::: Text
Chocolate is a beloved sweet treat around the world. From hot cocoa to chocolate candy bars to a favorite ingredient in baked goods, chocolate has found a home in many different foods and beverages enjoyed throughout many cultures. But who would have thought that the humble cacao plant would have such a profound impact on the culinary world? After all, simply looking at the cacao tree, it doesn’t appear to have many edible parts. However, chocolate has been enjoyed in one form or another for thousands of years, although the earliest chocolate confections are very unlike those that we’re familiar with today. 

Latin American Roots 

The cacao tree is native to modern Latin America, and the earliest known use for cacao fruit dates to 1400 B.C.E.—evidence has been found that the fruit was fermented to make an alcoholic beverage in what’s now Honduras. However, it’s not the cacao fruit that is most often enjoyed today; it’s the beans. In Aztec and Mayan cultures, the cacao beans were revered for having divine properties and were consumed ceremoniously as drinking chocolate. This unsweetened beverage was rather rich, but very bitter rather than sweet.
::::::
::: Supplied information
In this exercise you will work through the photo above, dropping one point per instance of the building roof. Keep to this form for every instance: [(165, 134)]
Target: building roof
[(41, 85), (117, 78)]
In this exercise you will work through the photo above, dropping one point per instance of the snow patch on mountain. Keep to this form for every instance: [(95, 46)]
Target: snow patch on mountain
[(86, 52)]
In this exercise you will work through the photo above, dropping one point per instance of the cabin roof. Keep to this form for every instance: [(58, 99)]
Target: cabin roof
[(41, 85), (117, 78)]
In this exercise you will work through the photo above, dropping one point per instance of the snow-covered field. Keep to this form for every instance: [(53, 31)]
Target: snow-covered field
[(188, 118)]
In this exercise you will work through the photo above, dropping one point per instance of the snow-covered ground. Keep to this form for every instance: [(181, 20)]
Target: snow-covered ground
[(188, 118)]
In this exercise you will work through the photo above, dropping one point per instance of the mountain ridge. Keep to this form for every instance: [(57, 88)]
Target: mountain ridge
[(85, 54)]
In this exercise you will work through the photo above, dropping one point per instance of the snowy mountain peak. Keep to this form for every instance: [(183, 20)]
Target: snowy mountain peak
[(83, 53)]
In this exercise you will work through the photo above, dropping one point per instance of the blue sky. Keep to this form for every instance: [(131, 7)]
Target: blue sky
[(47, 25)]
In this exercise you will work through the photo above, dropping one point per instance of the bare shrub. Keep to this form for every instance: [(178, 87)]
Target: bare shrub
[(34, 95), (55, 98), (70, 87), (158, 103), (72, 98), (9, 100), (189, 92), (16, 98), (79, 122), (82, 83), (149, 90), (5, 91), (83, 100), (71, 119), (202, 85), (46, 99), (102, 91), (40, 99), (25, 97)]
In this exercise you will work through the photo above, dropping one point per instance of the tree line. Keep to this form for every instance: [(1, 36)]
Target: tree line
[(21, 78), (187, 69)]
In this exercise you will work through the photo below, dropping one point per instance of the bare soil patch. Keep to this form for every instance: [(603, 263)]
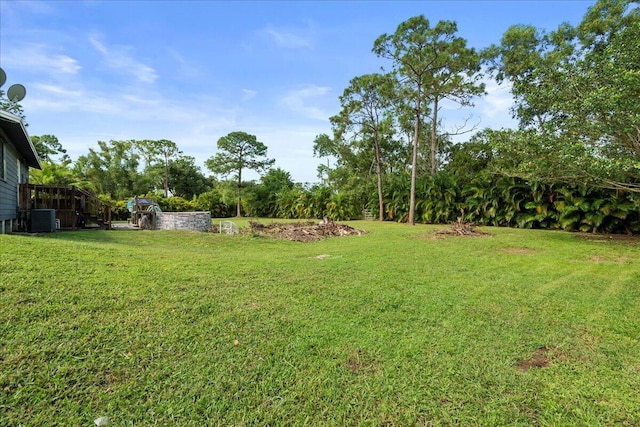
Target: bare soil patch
[(625, 239), (539, 359), (518, 251), (304, 231), (360, 362), (461, 228)]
::::::
Give back the full text on the history of chocolate word for word, from its opening sentence through its final one.

◆ **Result**
Chocolate is a beloved sweet treat around the world. From hot cocoa to chocolate candy bars to a favorite ingredient in baked goods, chocolate has found a home in many different foods and beverages enjoyed throughout many cultures. But who would have thought that the humble cacao plant would have such a profound impact on the culinary world? After all, simply looking at the cacao tree, it doesn’t appear to have many edible parts. However, chocolate has been enjoyed in one form or another for thousands of years, although the earliest chocolate confections are very unlike those that we’re familiar with today. 

Latin American Roots 

The cacao tree is native to modern Latin America, and the earliest known use for cacao fruit dates to 1400 B.C.E.—evidence has been found that the fruit was fermented to make an alcoholic beverage in what’s now Honduras. However, it’s not the cacao fruit that is most often enjoyed today; it’s the beans. In Aztec and Mayan cultures, the cacao beans were revered for having divine properties and were consumed ceremoniously as drinking chocolate. This unsweetened beverage was rather rich, but very bitter rather than sweet.